• _Problem requirements_: Render the lines of the listing from the line with "Prompted segmentation: for" up to and including the line with "box: [0, 193, 4, 260]" as a JSON list of strings, one string per line, leaving out any blank lines.

• _Input for this task_:
☆ ☆ ☆

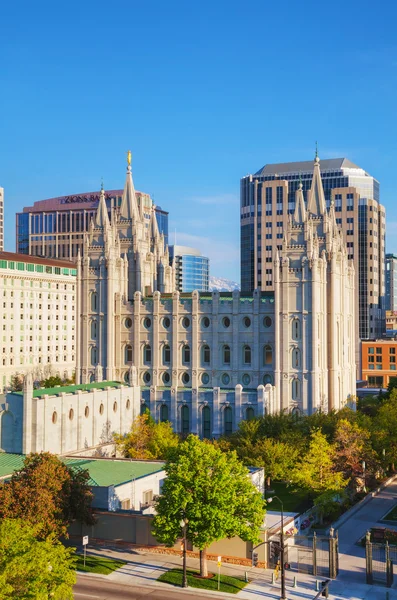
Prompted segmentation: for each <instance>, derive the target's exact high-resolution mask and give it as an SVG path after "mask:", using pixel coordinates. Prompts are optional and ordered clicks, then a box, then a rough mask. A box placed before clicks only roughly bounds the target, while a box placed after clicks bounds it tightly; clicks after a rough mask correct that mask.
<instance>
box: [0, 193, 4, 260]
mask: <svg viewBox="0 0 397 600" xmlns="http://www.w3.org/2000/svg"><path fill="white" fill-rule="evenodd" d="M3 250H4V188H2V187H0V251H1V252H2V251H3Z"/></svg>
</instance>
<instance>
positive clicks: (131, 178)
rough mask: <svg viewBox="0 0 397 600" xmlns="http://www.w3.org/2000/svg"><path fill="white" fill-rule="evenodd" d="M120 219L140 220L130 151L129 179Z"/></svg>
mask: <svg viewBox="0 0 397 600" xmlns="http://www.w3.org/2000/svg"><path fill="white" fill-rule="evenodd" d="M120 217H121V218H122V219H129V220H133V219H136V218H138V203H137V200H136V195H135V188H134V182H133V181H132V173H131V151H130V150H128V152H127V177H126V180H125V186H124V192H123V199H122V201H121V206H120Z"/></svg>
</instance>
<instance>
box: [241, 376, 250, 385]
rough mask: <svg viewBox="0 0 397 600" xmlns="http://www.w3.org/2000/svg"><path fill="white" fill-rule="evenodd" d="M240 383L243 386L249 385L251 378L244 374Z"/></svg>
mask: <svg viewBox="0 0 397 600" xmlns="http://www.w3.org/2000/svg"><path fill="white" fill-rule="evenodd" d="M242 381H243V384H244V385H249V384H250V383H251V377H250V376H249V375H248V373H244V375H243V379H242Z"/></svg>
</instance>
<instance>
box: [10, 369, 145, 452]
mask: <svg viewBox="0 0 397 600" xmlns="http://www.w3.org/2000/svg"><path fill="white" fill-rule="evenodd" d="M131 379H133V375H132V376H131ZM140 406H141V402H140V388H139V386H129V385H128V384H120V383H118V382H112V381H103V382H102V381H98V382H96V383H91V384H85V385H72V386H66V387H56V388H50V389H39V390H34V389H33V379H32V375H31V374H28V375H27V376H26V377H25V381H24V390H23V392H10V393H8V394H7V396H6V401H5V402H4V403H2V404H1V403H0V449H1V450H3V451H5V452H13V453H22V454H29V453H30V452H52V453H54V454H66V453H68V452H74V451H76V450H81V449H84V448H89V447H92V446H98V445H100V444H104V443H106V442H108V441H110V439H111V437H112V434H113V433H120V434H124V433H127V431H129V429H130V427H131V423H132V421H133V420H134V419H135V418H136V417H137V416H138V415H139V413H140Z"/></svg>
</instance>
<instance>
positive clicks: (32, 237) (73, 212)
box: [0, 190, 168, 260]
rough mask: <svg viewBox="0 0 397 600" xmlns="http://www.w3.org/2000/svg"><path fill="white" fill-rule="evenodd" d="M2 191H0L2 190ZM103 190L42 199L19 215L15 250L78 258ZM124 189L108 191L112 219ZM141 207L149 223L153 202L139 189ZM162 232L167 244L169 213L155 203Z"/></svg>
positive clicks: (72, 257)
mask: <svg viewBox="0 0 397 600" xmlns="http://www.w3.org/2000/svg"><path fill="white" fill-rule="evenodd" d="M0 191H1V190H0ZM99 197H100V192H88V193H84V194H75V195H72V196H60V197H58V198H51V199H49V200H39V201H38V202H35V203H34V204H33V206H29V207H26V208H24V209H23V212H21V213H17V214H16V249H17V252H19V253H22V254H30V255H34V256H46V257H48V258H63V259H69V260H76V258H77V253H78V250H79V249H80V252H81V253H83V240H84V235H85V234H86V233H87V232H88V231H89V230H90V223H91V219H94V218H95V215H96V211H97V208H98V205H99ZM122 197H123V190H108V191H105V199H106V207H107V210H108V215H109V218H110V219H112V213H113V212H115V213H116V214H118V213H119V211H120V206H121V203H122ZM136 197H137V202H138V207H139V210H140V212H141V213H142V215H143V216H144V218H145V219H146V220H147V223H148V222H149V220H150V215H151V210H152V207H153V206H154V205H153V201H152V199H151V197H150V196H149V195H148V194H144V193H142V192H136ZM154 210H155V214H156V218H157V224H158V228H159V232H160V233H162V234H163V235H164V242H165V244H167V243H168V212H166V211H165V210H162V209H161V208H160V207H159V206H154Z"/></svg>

☆ ☆ ☆

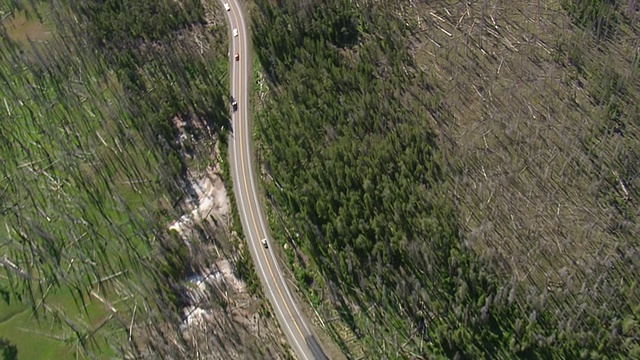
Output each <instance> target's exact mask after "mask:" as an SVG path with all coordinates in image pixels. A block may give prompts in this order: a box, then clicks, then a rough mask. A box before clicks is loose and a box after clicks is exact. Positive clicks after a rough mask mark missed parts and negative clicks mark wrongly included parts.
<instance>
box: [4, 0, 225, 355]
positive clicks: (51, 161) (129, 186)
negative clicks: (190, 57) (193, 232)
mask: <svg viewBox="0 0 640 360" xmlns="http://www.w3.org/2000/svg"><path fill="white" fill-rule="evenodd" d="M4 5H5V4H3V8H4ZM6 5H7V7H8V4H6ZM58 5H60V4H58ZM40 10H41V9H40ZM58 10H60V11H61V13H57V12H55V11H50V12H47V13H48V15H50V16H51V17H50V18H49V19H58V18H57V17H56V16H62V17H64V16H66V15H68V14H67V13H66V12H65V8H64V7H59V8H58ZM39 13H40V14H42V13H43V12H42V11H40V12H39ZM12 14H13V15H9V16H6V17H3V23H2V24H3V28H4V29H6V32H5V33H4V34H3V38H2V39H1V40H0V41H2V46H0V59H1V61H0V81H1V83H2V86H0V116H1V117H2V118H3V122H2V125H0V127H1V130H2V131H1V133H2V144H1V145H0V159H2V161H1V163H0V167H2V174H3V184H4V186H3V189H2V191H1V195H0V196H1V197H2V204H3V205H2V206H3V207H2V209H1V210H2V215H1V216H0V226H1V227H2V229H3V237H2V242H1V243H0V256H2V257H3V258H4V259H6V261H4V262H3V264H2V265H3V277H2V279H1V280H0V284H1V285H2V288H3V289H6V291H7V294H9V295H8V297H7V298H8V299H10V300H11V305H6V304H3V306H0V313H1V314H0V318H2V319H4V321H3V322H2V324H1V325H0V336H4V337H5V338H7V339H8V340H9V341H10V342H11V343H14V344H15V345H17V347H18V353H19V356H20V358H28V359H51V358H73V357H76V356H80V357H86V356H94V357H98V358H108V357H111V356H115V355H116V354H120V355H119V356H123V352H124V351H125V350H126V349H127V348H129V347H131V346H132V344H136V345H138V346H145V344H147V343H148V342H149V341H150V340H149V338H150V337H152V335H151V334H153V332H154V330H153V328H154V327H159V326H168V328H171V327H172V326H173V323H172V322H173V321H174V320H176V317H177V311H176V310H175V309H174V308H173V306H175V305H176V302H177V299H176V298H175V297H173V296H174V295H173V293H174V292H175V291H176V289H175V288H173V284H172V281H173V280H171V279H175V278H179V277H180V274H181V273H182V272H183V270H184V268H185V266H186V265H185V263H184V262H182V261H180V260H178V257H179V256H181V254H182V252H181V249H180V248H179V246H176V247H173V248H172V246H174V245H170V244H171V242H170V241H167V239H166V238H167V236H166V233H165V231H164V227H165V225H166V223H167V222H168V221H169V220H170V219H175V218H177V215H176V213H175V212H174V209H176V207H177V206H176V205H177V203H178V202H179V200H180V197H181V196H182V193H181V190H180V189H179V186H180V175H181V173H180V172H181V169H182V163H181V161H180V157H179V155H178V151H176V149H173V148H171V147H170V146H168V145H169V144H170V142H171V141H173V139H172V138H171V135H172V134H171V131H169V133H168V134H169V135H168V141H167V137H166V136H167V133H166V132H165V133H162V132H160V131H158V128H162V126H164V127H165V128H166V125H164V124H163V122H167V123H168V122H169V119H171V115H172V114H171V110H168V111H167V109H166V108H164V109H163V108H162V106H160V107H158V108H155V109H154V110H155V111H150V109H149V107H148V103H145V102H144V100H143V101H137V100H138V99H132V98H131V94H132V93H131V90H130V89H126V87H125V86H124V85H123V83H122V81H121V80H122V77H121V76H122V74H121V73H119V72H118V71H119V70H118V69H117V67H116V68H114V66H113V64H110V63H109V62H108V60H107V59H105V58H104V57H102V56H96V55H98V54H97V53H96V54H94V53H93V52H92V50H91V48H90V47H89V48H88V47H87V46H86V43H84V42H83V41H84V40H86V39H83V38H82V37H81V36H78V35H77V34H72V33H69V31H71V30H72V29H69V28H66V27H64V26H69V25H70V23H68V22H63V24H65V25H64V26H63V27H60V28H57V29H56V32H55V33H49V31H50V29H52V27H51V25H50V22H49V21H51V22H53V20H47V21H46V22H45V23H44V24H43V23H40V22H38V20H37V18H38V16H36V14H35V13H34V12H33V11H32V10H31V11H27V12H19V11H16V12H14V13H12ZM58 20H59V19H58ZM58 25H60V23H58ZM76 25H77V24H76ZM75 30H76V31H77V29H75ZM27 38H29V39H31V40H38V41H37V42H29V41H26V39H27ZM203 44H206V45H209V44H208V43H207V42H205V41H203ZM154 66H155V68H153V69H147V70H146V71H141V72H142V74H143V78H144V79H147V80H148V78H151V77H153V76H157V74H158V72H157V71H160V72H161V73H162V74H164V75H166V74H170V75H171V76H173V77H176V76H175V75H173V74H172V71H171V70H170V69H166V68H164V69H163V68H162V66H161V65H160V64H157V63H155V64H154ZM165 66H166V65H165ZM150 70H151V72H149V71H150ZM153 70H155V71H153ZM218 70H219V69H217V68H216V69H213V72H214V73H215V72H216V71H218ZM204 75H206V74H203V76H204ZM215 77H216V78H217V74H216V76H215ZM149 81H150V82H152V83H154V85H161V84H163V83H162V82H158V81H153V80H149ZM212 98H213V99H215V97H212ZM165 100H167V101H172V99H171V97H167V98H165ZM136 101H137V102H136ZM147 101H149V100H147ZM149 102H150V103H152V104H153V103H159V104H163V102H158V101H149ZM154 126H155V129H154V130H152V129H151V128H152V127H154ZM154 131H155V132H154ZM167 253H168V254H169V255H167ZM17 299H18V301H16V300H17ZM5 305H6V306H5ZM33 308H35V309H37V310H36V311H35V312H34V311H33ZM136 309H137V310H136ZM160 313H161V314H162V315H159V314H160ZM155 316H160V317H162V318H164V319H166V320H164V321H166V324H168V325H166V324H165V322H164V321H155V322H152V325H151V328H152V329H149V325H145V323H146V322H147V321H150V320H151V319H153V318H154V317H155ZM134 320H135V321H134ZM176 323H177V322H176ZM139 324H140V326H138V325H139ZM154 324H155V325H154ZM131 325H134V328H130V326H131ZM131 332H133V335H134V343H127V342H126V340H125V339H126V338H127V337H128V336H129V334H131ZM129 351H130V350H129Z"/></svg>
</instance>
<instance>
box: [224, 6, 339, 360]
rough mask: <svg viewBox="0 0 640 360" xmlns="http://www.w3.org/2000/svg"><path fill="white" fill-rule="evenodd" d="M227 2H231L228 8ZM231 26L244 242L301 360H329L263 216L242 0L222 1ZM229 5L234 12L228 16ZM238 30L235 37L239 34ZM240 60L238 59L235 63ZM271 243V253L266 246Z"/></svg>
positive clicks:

☆ ☆ ☆

• _Task response_:
[
  "Prompted segmentation: for each <instance>, derive the target's exact high-resolution mask and give it as an SVG path after \"mask:\", using pixel coordinates. Prompts are optional and ordered clicks, then a box, then a rough mask. A box placed before clicks only roughly bounds the target, while a box placed after clicks bounds it tightly; clicks after a rough mask correct that mask.",
  "<instance>",
  "box: [0, 193, 4, 260]"
]